*Text provided:*

What happened at the al-Maqdamah mosque?

The Goldstone Report accuses Israel of a 'massacre' at the al-Maqdamah mosque in Gaza City. According to Goldstone, fifteen people were killed when an Israeli shell hit the mosque during prayers on January 3, 2009.

Writing in YNet, Johnathan Dahoah HaLevi has a different take on what happened at the mosque.
What really happened at the Ibrahim al-Maqadmah mosque, named for one of the heads of Hamas’ military-terrorist wing? The Goldstone Committee version is problematic because of its many essential failures and weak spots. The committee members relied exclusively on reports from “eyewitnesses” who did not see what was happening outside, especially at the entrance where the missile hit. Moreover, the committee was aware that all the Palestinian witnesses deliberately did not give any information about the activities of the terrorist organizations, because they were afraid of Hamas.

Therefore it is logically impossible to determine unequivocally that the Palestinian statements were “credible and reliable.” Another source of wonder is the dubious methodology used by the Committee in examining the circumstances of the event. The recorded statements of the Palestinian “eyewitnesses” posted on the UN website reveal that Committee members did not ask the Palestinians even one question about armed men or weapons in the mosque, or about what was happening in the open space in front of it.

*Requirement A:*
Return the portion of the passage on the al-Maqdamah mosque from "The Goldstone Report" to "January 3, 2009.", copied word for word.

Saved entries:
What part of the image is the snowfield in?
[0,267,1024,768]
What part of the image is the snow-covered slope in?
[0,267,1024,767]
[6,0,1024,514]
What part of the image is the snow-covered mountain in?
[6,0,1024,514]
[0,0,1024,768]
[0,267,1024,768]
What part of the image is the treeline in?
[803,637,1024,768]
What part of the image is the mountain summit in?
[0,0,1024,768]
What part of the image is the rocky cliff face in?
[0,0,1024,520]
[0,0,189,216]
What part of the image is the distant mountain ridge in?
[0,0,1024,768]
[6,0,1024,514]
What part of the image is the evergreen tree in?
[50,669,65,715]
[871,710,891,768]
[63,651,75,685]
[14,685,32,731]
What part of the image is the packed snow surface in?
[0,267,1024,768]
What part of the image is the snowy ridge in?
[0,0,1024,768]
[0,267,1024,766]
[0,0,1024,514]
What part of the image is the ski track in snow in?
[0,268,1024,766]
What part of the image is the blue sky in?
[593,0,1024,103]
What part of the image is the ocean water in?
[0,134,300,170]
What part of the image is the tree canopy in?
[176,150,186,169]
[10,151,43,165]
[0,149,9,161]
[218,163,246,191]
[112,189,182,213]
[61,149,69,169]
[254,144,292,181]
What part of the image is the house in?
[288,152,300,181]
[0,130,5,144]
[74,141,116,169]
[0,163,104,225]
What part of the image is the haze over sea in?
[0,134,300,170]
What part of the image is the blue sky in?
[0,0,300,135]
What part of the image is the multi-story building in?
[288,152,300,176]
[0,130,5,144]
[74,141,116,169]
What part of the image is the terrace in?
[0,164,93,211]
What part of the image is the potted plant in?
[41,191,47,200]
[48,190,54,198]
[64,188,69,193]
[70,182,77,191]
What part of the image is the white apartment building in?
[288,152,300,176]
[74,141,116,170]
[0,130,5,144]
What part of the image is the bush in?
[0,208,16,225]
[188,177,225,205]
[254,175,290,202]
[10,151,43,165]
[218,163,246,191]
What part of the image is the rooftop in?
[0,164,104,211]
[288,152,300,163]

*Requirement B:*
Recast the records from the line with "What part of the image is the packed" to the line with "[0,268,1024,766]" as a two-column CSV with the columns request and answer, giving one row per request and placing each value in a single quoted field with its line breaks replaced by spaces.

*Complete answer A:*
The Goldstone Report accuses Israel of a 'massacre' at the al-Maqdamah mosque in Gaza City. According to Goldstone, fifteen people were killed when an Israeli shell hit the mosque during prayers on January 3, 2009.

*Complete answer B:*
request,answer
"What part of the image is the packed snow surface in?","[0,267,1024,768]"
"What part of the image is the snowy ridge in?","[0,0,1024,768] [0,267,1024,766] [0,0,1024,514]"
"What part of the image is the ski track in snow in?","[0,268,1024,766]"